Singing, speaking, swallowing, tasting. Our throat has a lot to cope with. This soothing, fruity sweet tea is our way of saying thank you to our throats. Liquorice and mullein combined with sweet cinnamon, orange peel and fennel make this delicious, soothing tea enjoyable throughout the day. The essence of this tea is: ‘Comforting’.
liquorice*, fennel*, cinnamon*, orange peel*, ginger*, thyme*, mullein*, citrus extract*, orange extract, cardamom*, black pepper*, cloves*, turmeric root*
* Certified organic
Liquorice has been used since ancient times for its medicinal properties and is one of the 50 basic herbs used in traditional Chinese medicine (TCM). It is around 50 times sweeter than sugar and tastes mild, sweet, bitter and aromatic. Liquorice was selected as the Medicinal Plant of the Year in 2012 due to its valuable nutrients.
Fennel is considered one of the oldest medicinal plants. It belongs to the umbellifereae family and has been popular worldwide for many thousands of years due to its intense aroma. Fennel has a sweet yet spicy taste, somewhat reminiscent of aniseed.
Thyme belongs to the labiate family and has been treasured by people for thousands of years as a herb and medicinal plant. It mainly grows around the Mediterranean and features a hearty, gentle aromatic aroma. In 2006, thyme was selected as the Medicinal Plant of the Year due to its nutritious properties.
Cinnamon is one of the most expensive herbs in the world and is thought to have been used in China around 3,000 B.C. as a herb and medicinal plant. Cinnamon is extracted from the bark of the cinnamon tree. It tastes aromatic and sweet, and contains nutritious tannins as well as valuable essential oils.
It is widely known that oranges contain lots of useful substances. But not many people realise that the peel of the orange is even more valuable than the flesh of the fruit: more than 170 active phytochemicals, over 60 different flavonoids and numerous essential oils make it a valuable source of nutrients. And its refreshing, sweet aroma makes it a very delicious one as well.
Ginger has been used in the Far East for more than 3,000 years as a condiment and medicinal plant. It has a fruity-tart taste and contains essential oils and important minerals as well as various vitamins.
Not only its external properties, but also the internal ones, give mullein a truly majestic appearance. It grows upright up to two metres in height and produces bright yellow, mildly aromatic-tasting flowers. In 1999, mullein was voted the Medicinal Plant of the Year.
Even today we are still not certain where lemons, which belong to the rutaceous plant family, originate from. Its origins are thought to be in northern India, however it has been cultivated worldwide for thousands of years due to its high nutritious content and refreshingly sweet flavour. In addition to vitamin C, the fruit of the lemon tree is rich in phosphorus and pectin.

§ **Assigned task 1**:
Summarize the tea description in two sentences.
§ **Assigned task 2**:
Print the part of the tea description that opens with the words containing "It is widely" and closes with "one as well.".

(Stored data entries)
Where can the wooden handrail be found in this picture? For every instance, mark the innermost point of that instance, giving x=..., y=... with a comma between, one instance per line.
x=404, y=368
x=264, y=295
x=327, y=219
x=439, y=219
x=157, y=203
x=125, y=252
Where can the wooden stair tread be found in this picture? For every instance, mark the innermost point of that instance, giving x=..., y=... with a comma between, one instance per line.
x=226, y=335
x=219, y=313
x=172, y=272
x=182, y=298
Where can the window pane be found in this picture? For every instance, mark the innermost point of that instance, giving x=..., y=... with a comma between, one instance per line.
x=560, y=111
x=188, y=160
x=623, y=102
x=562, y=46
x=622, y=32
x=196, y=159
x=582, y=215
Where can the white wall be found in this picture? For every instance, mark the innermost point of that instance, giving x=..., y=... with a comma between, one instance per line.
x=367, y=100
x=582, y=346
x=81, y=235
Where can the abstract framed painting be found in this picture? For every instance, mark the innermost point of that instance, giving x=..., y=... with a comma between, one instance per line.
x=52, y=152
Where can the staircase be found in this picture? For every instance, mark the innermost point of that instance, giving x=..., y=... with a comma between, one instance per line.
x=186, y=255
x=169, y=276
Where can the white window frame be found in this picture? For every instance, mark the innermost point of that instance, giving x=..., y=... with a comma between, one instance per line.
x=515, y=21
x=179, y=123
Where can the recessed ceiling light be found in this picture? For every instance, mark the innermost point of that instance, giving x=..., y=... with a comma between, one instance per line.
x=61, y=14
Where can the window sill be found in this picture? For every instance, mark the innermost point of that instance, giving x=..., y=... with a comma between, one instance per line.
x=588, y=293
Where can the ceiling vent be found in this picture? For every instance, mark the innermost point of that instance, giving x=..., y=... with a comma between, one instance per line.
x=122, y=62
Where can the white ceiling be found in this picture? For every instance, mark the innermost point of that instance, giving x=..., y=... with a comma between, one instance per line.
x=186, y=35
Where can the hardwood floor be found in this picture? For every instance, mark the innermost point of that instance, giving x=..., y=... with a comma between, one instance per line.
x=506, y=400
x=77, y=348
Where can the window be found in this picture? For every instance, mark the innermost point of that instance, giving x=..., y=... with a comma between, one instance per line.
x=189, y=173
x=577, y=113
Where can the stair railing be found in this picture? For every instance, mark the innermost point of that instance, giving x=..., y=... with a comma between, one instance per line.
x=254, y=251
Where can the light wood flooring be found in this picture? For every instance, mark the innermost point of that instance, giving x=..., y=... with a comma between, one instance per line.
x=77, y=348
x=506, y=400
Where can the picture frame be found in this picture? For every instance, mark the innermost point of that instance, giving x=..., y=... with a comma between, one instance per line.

§ **Expected output 1**:
A soothing, fruity sweet tea of liquorice and mullein with cinnamon, orange peel and fennel is offered as a thank-you to the throat and is meant to be enjoyed throughout the day, and its ingredient list is almost entirely certified organic. Several of the ingredients are then described by their long use as herbs or medicinal plants, their tastes and nutrients, and in some cases their selection as Medicinal Plant of the Year.

§ **Expected output 2**:
It is widely known that oranges contain lots of useful substances. But not many people realise that the peel of the orange is even more valuable than the flesh of the fruit: more than 170 active phytochemicals, over 60 different flavonoids and numerous essential oils make it a valuable source of nutrients. And its refreshing, sweet aroma makes it a very delicious one as well.